- [DOCUMENT EXTRACT]:
ARTICLE
AI Coding Agent Accuracy: Opus 4.7 vs 4.8
Discover the efficiency gains of AI coding agents Opus 4.7 vs 4.8. Learn how 4.8 improves cost and performance in real tasks. Upgrade smartly!

Rob Willoughby

You are deciding whether to roll your default agent model from Opus 4.7 to 4.8. The release notes promise improvements. The leaderboard shows a fraction of a point. So you shrug, schedule the upgrade for some quiet Friday, and move on.
That shrug is the mistake. We ran both versions through the same skills evaluation, 1000 scenarios solved twice each, and on the headline metric they finished in a dead heat. But underneath that tie, 4.8 reached the same answers in four fewer turns and for measurably less money. The version that looks like a non-event on the scoreboard is a real efficiency upgrade in the only place that bills you: the agent loop.
AI agent evaluation is the practice of measuring an agent's behavior on real tasks, not just its final accuracy. It tracks cost, turns, and reliability across paired runs. It matters because two models can post the same score while differing sharply in how much work they spend to get there.
Two versions, one eval harness
Both models ran the identical setup we use across this benchmark series. Every scenario is solved twice, once with no help and once with the relevant skill installed, so we can isolate what the skill contributes from what the base model already knows. We score three things: instruction following (did it do what was asked, the way it was asked), task completion (did it reach the goal), and an overall blend weighted toward instruction following. We also flag integrity issues,
like an agent peeking at the grading rubric instead of solving the task.
Two facts make this a clean comparison. First, we restrict every delta below to the 824 scenarios that both versions ran, so 4.7 and 4.8 are graded on identical work. Second, we priced both versions at the same per-token rate. Every cost difference you see is behavior, not a pricing change. We verified that rate by back-solving it from the logged spend across thousands of calls, and it reconstructs to zero residual.
Opus 4.7 is the incumbent. In our runs it is a strong agent that leans heavily on skills to reach its ceiling, and it explores a lot of paths to get there.

- [ITEMS]:
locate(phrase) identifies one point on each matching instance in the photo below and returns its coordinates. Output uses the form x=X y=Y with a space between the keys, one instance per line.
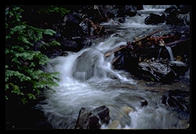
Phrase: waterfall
x=87 y=79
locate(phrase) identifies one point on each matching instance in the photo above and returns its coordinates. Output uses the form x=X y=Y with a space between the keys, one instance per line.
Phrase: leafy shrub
x=24 y=75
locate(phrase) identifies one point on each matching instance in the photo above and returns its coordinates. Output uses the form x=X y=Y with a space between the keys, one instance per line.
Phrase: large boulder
x=178 y=101
x=177 y=15
x=156 y=71
x=127 y=10
x=71 y=25
x=86 y=65
x=155 y=19
x=92 y=119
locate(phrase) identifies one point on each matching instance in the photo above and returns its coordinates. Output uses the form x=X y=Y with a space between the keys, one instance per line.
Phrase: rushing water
x=87 y=79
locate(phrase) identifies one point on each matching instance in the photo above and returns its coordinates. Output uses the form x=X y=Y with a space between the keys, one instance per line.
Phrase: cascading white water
x=87 y=79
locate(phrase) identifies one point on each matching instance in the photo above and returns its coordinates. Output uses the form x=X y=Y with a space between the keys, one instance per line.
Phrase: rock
x=156 y=71
x=70 y=45
x=90 y=119
x=184 y=9
x=72 y=27
x=86 y=64
x=178 y=101
x=155 y=19
x=127 y=109
x=127 y=61
x=144 y=103
x=127 y=10
x=179 y=15
x=114 y=124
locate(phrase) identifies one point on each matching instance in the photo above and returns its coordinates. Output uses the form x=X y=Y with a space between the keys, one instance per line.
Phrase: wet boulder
x=177 y=15
x=91 y=119
x=126 y=60
x=178 y=101
x=156 y=71
x=71 y=25
x=87 y=64
x=127 y=10
x=71 y=45
x=155 y=19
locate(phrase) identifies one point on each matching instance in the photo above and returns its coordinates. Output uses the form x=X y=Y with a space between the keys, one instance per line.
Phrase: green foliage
x=24 y=78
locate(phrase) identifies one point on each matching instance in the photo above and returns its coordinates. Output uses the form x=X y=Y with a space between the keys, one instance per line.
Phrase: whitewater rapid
x=87 y=79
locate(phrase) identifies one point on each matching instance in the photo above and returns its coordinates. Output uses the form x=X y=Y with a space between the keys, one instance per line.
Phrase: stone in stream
x=154 y=19
x=91 y=119
x=114 y=124
x=144 y=103
x=178 y=101
x=156 y=70
x=126 y=110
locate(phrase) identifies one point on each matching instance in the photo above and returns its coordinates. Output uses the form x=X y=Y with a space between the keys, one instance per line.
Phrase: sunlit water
x=87 y=79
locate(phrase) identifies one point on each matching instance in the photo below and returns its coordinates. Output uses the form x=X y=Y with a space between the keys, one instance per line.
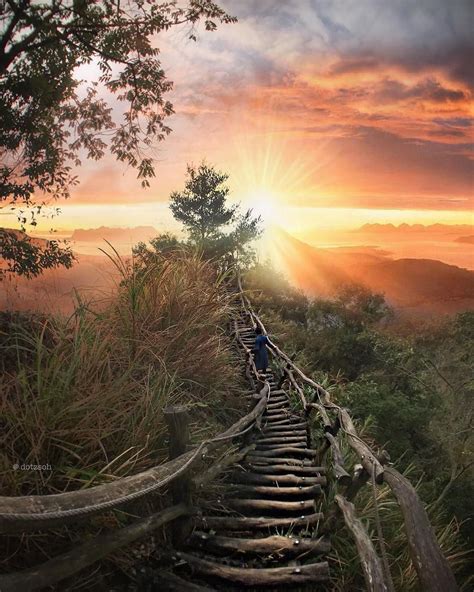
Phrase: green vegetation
x=50 y=119
x=413 y=384
x=206 y=216
x=86 y=394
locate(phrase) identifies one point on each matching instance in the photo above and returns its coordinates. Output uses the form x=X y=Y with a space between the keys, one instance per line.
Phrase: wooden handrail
x=433 y=570
x=371 y=564
x=65 y=565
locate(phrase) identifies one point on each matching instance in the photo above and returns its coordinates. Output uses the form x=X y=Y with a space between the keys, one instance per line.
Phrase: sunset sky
x=324 y=113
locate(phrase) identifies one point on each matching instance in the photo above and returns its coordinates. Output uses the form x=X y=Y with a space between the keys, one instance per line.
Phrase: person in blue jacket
x=260 y=351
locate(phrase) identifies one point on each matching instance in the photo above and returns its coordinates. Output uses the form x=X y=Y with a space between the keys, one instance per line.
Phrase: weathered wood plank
x=33 y=512
x=433 y=570
x=271 y=545
x=342 y=476
x=371 y=564
x=306 y=490
x=280 y=480
x=69 y=563
x=313 y=572
x=224 y=523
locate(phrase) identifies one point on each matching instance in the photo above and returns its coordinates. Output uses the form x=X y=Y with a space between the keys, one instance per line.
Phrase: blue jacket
x=261 y=353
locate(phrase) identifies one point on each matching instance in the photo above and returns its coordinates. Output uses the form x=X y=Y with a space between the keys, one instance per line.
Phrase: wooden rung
x=272 y=545
x=282 y=439
x=270 y=427
x=312 y=572
x=285 y=434
x=279 y=480
x=276 y=460
x=301 y=491
x=281 y=418
x=225 y=523
x=270 y=468
x=297 y=442
x=259 y=505
x=286 y=451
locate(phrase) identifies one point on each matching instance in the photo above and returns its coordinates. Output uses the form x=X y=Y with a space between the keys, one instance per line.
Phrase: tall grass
x=346 y=570
x=86 y=394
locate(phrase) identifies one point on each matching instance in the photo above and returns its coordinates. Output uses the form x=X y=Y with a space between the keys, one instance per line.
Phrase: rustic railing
x=42 y=512
x=433 y=570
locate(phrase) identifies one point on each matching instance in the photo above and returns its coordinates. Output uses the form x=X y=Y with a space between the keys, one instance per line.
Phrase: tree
x=203 y=210
x=49 y=120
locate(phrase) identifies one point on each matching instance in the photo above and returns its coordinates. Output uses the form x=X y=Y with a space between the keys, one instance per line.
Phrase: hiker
x=260 y=351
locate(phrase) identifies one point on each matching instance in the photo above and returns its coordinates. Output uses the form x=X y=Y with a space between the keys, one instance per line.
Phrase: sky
x=325 y=113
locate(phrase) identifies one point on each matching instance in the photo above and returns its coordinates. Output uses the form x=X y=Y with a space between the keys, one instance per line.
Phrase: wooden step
x=270 y=507
x=282 y=418
x=282 y=439
x=278 y=404
x=294 y=443
x=271 y=469
x=272 y=576
x=272 y=545
x=285 y=434
x=285 y=451
x=301 y=491
x=283 y=426
x=245 y=524
x=280 y=480
x=277 y=460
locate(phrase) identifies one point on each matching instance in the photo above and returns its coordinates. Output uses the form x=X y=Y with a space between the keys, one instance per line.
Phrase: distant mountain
x=415 y=228
x=122 y=235
x=418 y=284
x=466 y=239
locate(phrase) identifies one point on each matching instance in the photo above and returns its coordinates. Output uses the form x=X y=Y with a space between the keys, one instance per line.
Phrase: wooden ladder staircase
x=262 y=533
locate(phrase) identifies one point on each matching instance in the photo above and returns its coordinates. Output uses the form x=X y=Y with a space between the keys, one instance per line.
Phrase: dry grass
x=86 y=394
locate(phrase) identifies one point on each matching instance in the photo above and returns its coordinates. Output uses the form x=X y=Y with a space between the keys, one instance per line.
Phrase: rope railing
x=433 y=570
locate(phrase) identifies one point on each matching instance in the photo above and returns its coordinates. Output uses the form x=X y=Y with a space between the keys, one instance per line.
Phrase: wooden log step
x=301 y=491
x=246 y=524
x=282 y=418
x=278 y=404
x=284 y=426
x=285 y=451
x=271 y=469
x=278 y=398
x=280 y=480
x=282 y=439
x=272 y=576
x=170 y=582
x=271 y=545
x=268 y=507
x=275 y=446
x=284 y=434
x=276 y=460
x=277 y=411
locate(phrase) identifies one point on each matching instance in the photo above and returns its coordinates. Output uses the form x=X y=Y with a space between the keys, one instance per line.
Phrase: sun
x=264 y=203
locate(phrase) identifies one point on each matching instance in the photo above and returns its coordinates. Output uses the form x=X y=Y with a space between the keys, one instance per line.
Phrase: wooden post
x=371 y=564
x=177 y=420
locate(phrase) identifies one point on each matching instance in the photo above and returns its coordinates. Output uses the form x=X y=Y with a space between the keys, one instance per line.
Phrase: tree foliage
x=50 y=120
x=417 y=386
x=213 y=225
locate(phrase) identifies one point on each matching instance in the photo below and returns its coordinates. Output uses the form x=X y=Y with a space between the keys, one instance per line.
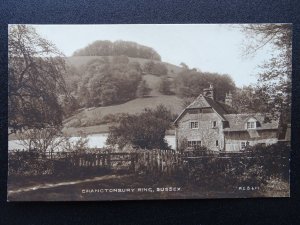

- [OBJECTIVES]:
**a)** Answer these about the Opus 4.7 vs 4.8 article, one line each:
(i) How many scenarios did both versions run, the set every delta is restricted to?
(ii) How many fewer turns did 4.8 need to reach the same answers?
(iii) What three things does the evaluation score?
**b)** Carry the Opus 4.7 vs 4.8 article forward with the next few paragraphs, starting after its last sentence.

- [TASK RESULTS]:
**a)**
(i) 824
(ii) Four
(iii) Instruction following, task completion, and an overall blend weighted toward instruction following

**b)**
Opus 4.8 is the point release. It posts the same ceiling with a skill installed, but it starts from a higher floor without one, and it gets to the answer with noticeably less wandering.
Where AI coding agent accuracy stops being the story
Here is the head-to-head on the shared scenario set, all with the relevant skill installed unless noted.
| Dimension (with skill, 824 shared scenarios) | Opus 4.7 | Opus 4.8 |
|---|---|---|
| Overall score | 91.9 | 92.1 |
| Baseline score, no skill | 71.4 | 74.1 |
| Task completion | 97.1 | 97.4 |
| Instruction following | 88.1 | 88.1 |
| Turns per task | 19.2 | 15.0 |
| Output tokens per task | 7,820 | 9,763 |
| Cost per task, equal pricing | baseline | about 5% lower |
| Integrity flags raised | 10.5% | 7.8% |
The overall accuracy gap is 0.2 points. If you stopped reading the row labeled "overall score," you would conclude nothing changed. Three other rows say otherwise.
The first is the baseline. Without any skill, 4.8 scores 74.1 against 4.7's 71.4, a 2.6 point gain, and its no-skill instruction following climbed from the high 50s into the low 60s. The ceiling is shared because the skill pulls both versions up to roughly the same place. The floor is where 4.8 actually improved. That has a practical consequence: 4.8 depends on the skill slightly less to do good work.
The second is turns. 4.8 finishes the average task in 15.0 turns versus 19.2 for 4.7, a 21% reduction. In an agent loop, a turn is a full round trip of context, reasoning, and tool use. Cutting four turns off the median task cuts latency, cuts the surface area for an agent to talk itself into a wrong path, and as we will see, cuts cost.
The third is integrity. The eval flags runs where the agent took a shortcut, like reading the grading rubric or reaching outside its workspace. Those flags dropped from 10.5% of runs to 7.8%. 4.8 is modestly more honest about how it reaches an answer, not just whether it reaches one.
Reading the cost: turns, not tokens
Look again at two rows that seem to contradict each other. 4.8 produces more output per task, 9,763 tokens against 7,820, yet it costs about 5% less. More words, smaller bill.
The resolution is that output volume is not what dominates agentic cost. The dominant term is the context replayed on every turn. Each turn re-sends the accumulated conversation and tool results, and in long agent runs that cached input swamps the fresh output the model writes. Fewer turns means fewer replays. So 4.8 can be more verbose inside each turn and still come out ahead, because it takes four fewer turns to converge.
This is the lever no model card prints. Per-token rate sets the price of a unit of work. Turn count sets how many units the model decides to spend. A point release that holds accuracy flat while spending 21% fewer turns is doing real work on the second term, and the second term is the one that scales with your usage.
The same dynamic shows up in how each version absorbs a skill. Adding the relevant skill is not free. It pulls in instructions and reference material that the agent has to process. The question is how efficiently the model turns that overhead into a result.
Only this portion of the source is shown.